▶ **Set task**
Return all of the data below, every line unchanged, but leave the pictures out.

▶ **The data**
—————

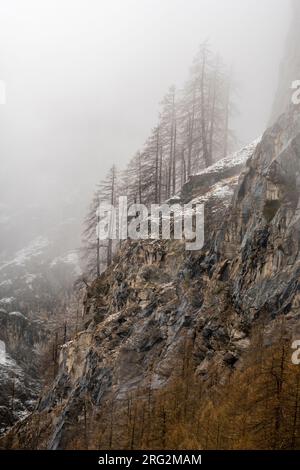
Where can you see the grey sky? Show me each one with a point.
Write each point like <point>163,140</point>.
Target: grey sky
<point>84,79</point>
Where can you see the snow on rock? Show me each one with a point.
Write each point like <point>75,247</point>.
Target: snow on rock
<point>218,180</point>
<point>236,159</point>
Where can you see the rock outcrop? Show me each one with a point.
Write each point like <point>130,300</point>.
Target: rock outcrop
<point>156,295</point>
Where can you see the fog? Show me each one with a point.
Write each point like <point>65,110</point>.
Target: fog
<point>84,80</point>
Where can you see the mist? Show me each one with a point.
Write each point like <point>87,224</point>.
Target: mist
<point>84,81</point>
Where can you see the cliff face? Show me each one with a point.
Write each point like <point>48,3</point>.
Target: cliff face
<point>156,296</point>
<point>19,359</point>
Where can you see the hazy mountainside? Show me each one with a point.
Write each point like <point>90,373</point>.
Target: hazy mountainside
<point>177,349</point>
<point>36,283</point>
<point>290,66</point>
<point>141,313</point>
<point>39,257</point>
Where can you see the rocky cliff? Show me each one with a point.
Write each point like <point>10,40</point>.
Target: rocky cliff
<point>156,296</point>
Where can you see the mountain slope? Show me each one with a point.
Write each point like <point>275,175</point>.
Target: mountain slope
<point>156,297</point>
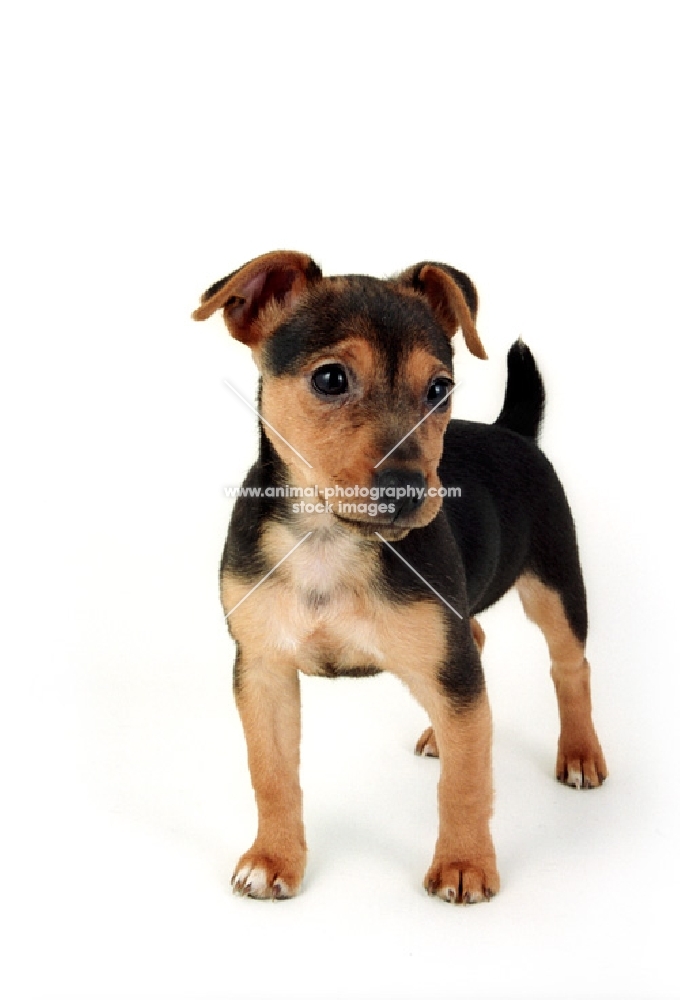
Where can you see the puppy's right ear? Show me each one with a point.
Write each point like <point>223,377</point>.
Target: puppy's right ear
<point>255,298</point>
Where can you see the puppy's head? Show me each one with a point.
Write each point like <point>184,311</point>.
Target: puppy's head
<point>356,375</point>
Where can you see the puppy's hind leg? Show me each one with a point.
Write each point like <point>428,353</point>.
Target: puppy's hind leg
<point>580,761</point>
<point>427,744</point>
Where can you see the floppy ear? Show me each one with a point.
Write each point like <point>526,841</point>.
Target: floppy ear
<point>260,291</point>
<point>452,298</point>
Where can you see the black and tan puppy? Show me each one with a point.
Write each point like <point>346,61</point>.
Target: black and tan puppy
<point>356,375</point>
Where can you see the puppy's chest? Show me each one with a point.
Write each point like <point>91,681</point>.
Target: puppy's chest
<point>321,604</point>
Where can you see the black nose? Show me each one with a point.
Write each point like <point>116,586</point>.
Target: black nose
<point>404,489</point>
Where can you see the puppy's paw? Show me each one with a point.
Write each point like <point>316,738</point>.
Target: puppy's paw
<point>267,876</point>
<point>462,881</point>
<point>427,744</point>
<point>581,765</point>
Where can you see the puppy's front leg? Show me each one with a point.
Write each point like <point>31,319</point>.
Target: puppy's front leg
<point>268,700</point>
<point>463,869</point>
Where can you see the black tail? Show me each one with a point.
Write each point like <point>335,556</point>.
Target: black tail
<point>524,393</point>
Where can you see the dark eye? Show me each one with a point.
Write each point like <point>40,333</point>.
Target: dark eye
<point>439,389</point>
<point>330,380</point>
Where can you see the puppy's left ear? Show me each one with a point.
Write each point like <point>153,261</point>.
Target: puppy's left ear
<point>451,296</point>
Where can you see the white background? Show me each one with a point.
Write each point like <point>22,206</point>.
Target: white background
<point>150,148</point>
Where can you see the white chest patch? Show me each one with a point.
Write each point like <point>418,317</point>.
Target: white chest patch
<point>322,609</point>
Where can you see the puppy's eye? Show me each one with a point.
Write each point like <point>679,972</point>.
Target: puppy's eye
<point>330,380</point>
<point>438,391</point>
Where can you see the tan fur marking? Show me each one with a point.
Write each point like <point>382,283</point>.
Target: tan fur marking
<point>427,744</point>
<point>355,626</point>
<point>580,761</point>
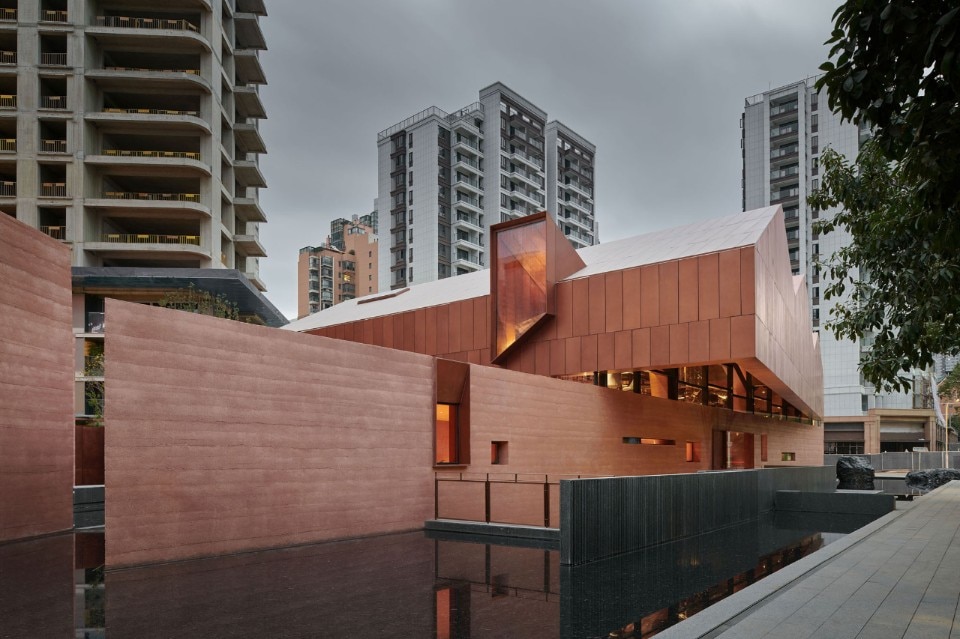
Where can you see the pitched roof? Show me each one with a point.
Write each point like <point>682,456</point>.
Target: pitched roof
<point>698,238</point>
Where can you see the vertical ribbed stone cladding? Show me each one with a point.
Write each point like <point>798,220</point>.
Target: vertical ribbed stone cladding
<point>605,517</point>
<point>36,383</point>
<point>226,437</point>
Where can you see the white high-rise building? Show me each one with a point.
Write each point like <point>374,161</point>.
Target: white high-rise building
<point>783,132</point>
<point>445,178</point>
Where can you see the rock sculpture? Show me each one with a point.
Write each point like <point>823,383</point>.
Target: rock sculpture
<point>854,473</point>
<point>927,480</point>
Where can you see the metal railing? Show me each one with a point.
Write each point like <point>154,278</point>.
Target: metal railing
<point>147,70</point>
<point>126,153</point>
<point>128,22</point>
<point>488,480</point>
<point>53,101</point>
<point>53,146</point>
<point>195,114</point>
<point>53,16</point>
<point>164,197</point>
<point>53,189</point>
<point>54,59</point>
<point>149,238</point>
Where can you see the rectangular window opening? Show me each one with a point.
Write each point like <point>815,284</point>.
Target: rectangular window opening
<point>498,453</point>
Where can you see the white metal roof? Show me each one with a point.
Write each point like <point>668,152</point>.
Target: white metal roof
<point>707,236</point>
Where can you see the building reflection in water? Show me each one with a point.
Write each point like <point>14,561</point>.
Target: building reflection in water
<point>398,585</point>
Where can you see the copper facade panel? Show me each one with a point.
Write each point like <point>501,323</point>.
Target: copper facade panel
<point>631,298</point>
<point>720,339</point>
<point>613,286</point>
<point>679,343</point>
<point>748,278</point>
<point>709,289</point>
<point>606,352</point>
<point>453,331</point>
<point>443,330</point>
<point>528,358</point>
<point>581,307</point>
<point>649,296</point>
<point>431,330</point>
<point>597,304</point>
<point>743,336</point>
<point>641,347</point>
<point>37,353</point>
<point>564,310</point>
<point>481,335</point>
<point>571,346</point>
<point>387,326</point>
<point>623,343</point>
<point>542,350</point>
<point>730,283</point>
<point>660,346</point>
<point>420,330</point>
<point>588,352</point>
<point>557,357</point>
<point>466,327</point>
<point>700,341</point>
<point>322,447</point>
<point>669,292</point>
<point>689,283</point>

—————

▶ **Correct answer**
Where can you see the grey sky? Show me each one with a point.
Write each point like <point>163,140</point>.
Target: grey sky
<point>84,79</point>
Where can you see the snow on rock? Show me each one with a point.
Write each point like <point>75,247</point>.
Target: snow on rock
<point>218,180</point>
<point>236,159</point>
Where can you see the rock outcrop? Show me each one with a point.
Write each point like <point>130,300</point>.
Target: rock outcrop
<point>156,295</point>
Where can you see the fog? Show me each one with a point.
Write each point like <point>65,110</point>.
Target: fog
<point>84,80</point>
Where can you see the mist? Show me each one with a point.
Write each point like <point>87,224</point>.
Target: mist
<point>84,81</point>
Where can you see the cliff face? Show me each one with a point.
Write each point like <point>48,3</point>.
Target: cliff face
<point>156,296</point>
<point>19,359</point>
Where can you see the hazy mountainside? Show me each one with a point.
Write each point like <point>90,373</point>.
Target: hazy mountainside
<point>177,349</point>
<point>36,283</point>
<point>290,66</point>
<point>141,313</point>
<point>39,257</point>
Where can you see the rocky cliff? Show me each one with a point.
Write each point like <point>10,40</point>.
Target: rocky cliff
<point>156,296</point>
Where can you see the mountain slope? Show me each one with a point.
Write each point like <point>275,175</point>.
Target: mountain slope
<point>156,297</point>
Where can you see the puppy's right ear? Show me each one with a point.
Write each point like <point>223,377</point>.
Target: puppy's right ear
<point>255,298</point>
Where can you see the puppy's head? Show me each one with a point.
Write each point like <point>184,311</point>.
Target: puppy's head
<point>356,375</point>
Where can you see the puppy's hind leg? Show me each one with a point.
Write each point like <point>428,353</point>.
Target: puppy's hind leg
<point>580,761</point>
<point>427,744</point>
Where can you see the floppy ear? Show me each one with a point.
Write each point like <point>526,841</point>.
Target: floppy ear
<point>260,291</point>
<point>452,298</point>
Where can you see the black and tan puppy? Show me each one with a point.
Write each point like <point>346,61</point>.
Target: black and tan puppy
<point>356,375</point>
Where can you see the puppy's chest? Show me each one with a point.
Write each point like <point>91,681</point>.
Target: puppy's chest
<point>321,604</point>
Where can you see the black nose? Show me each one with a point.
Write each point like <point>116,586</point>.
Target: black nose
<point>404,489</point>
Where can you see the puppy's paw? Show me each one with a point.
Write each point like <point>316,738</point>.
Target: puppy's paw
<point>267,876</point>
<point>462,881</point>
<point>427,744</point>
<point>581,765</point>
Where can you see the puppy's front leg? Show me each one with a point.
Write each point like <point>31,319</point>.
Target: puppy's front leg
<point>268,700</point>
<point>463,869</point>
Where can you see the black tail? Show me each one with a point.
Write each point like <point>335,556</point>.
Target: black tail
<point>524,393</point>
Where can you see the dark eye? Show me each one with a point.
Write each point like <point>40,333</point>.
Target: dark eye
<point>439,389</point>
<point>330,380</point>
Where can you see the puppy's left ear? Show me each one with a point.
Write each point like <point>153,261</point>.
Target: puppy's left ear
<point>451,296</point>
Where can you see the white background? Show me each one with a point.
Write each point like <point>22,206</point>.
Target: white background
<point>150,148</point>
Where can you see the white chest patch? Show me each one with a point.
Write each point like <point>418,317</point>.
Target: white chest patch
<point>322,609</point>
Where can you see the puppy's eye? Show me each one with a point.
Write each point like <point>679,972</point>.
Target: puppy's eye
<point>330,380</point>
<point>438,391</point>
Where can you see the tan fur marking? Show me each one with a point.
Write each point like <point>382,283</point>.
Target: tan fur marking
<point>427,744</point>
<point>355,626</point>
<point>580,761</point>
Where can you see the pitched roof? Show me each one with a point.
Write each point like <point>682,456</point>.
Target: pitched roof
<point>698,238</point>
Where can you see the vertical ribbed stone cladding? Show me each one with a point.
Write each point like <point>798,220</point>.
Target: vertical ribbed stone cladding
<point>605,517</point>
<point>36,383</point>
<point>226,437</point>
Where can you see the white high-rise building? Show me each one with a point.
Write each point like <point>374,161</point>.
Target: white high-rise building
<point>783,132</point>
<point>445,178</point>
Where can you see the rock sculpture? Show me each one with a point.
Write each point like <point>823,383</point>.
Target: rock sculpture
<point>854,473</point>
<point>927,480</point>
Where can you see the metal railing? Show me each one with a point.
Write each point like <point>154,278</point>.
Target: metal railing
<point>147,70</point>
<point>126,153</point>
<point>128,22</point>
<point>488,480</point>
<point>53,101</point>
<point>53,146</point>
<point>195,114</point>
<point>53,16</point>
<point>164,197</point>
<point>53,189</point>
<point>54,59</point>
<point>149,238</point>
Where can you see the rectangular window opening? Show me each one with a point.
Write each point like <point>815,284</point>.
Target: rectangular window opening
<point>498,453</point>
Where can you see the white metal roof? Show me each one with a point.
Write each point like <point>668,152</point>.
Target: white metal roof
<point>707,236</point>
Where can you see the building reflection in water? Show me each one with a point.
Write each point like <point>14,561</point>.
Target: building reflection in water
<point>398,585</point>
Where can you see the copper facade panel? Show me each one with a point.
Write each point like <point>501,323</point>.
Target: copper facade panel
<point>631,298</point>
<point>720,339</point>
<point>613,286</point>
<point>679,343</point>
<point>748,278</point>
<point>709,289</point>
<point>606,352</point>
<point>453,331</point>
<point>443,330</point>
<point>528,358</point>
<point>581,307</point>
<point>649,296</point>
<point>431,330</point>
<point>597,304</point>
<point>743,336</point>
<point>641,347</point>
<point>37,353</point>
<point>564,310</point>
<point>481,335</point>
<point>571,346</point>
<point>387,326</point>
<point>623,343</point>
<point>542,350</point>
<point>730,283</point>
<point>660,346</point>
<point>420,330</point>
<point>588,352</point>
<point>557,357</point>
<point>466,327</point>
<point>700,341</point>
<point>322,447</point>
<point>669,292</point>
<point>689,283</point>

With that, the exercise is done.